(Task)
Counting from the line that holds "Which pixel lies on the soldier's tunic?", return each line exactly, through and including the last line of the entries.

### Records for this task ###

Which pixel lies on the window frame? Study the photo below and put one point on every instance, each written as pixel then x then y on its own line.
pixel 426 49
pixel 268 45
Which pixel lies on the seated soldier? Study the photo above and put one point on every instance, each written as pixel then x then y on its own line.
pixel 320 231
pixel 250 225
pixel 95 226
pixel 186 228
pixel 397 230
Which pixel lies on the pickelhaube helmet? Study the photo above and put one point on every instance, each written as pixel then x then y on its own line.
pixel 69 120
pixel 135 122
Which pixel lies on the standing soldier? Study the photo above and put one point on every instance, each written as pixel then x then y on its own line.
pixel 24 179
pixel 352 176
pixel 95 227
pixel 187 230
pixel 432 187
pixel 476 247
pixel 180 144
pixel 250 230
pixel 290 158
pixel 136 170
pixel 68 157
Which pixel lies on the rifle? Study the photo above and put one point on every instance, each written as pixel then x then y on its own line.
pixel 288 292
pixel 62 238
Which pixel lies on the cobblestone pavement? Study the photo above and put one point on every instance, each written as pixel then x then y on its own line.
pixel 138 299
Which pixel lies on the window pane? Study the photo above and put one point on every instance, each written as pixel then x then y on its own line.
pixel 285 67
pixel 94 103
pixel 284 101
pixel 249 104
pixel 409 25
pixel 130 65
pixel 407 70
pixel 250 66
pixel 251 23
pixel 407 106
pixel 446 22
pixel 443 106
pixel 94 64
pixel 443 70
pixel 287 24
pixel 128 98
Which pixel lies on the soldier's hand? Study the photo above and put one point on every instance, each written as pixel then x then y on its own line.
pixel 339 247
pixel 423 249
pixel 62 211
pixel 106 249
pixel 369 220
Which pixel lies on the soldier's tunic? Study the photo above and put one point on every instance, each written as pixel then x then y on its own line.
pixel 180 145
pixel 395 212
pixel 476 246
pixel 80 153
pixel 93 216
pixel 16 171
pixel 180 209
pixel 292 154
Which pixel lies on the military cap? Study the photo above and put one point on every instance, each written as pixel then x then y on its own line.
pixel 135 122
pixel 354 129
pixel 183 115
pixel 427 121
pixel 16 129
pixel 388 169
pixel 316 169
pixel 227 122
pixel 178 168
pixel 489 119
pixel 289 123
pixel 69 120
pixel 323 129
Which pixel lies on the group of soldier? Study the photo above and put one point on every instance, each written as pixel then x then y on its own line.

###

(Answer to this task)
Which pixel lies on the soldier's tunic? Study the photo above and put one point on every instance, each written as pixel then x then y on its own line.
pixel 180 145
pixel 395 212
pixel 476 246
pixel 80 153
pixel 93 216
pixel 16 171
pixel 180 209
pixel 292 154
Which pixel lies on the military cap? Study the photo above and put one point on every instance, each written as pixel then x then y on its own line.
pixel 135 122
pixel 354 129
pixel 183 115
pixel 427 121
pixel 16 129
pixel 388 169
pixel 316 169
pixel 227 122
pixel 178 168
pixel 489 119
pixel 289 123
pixel 69 120
pixel 323 129
Which pixel lies on the group of soldier? Study the photo above and put one point on every instance, each written as pixel then x then y on its own line.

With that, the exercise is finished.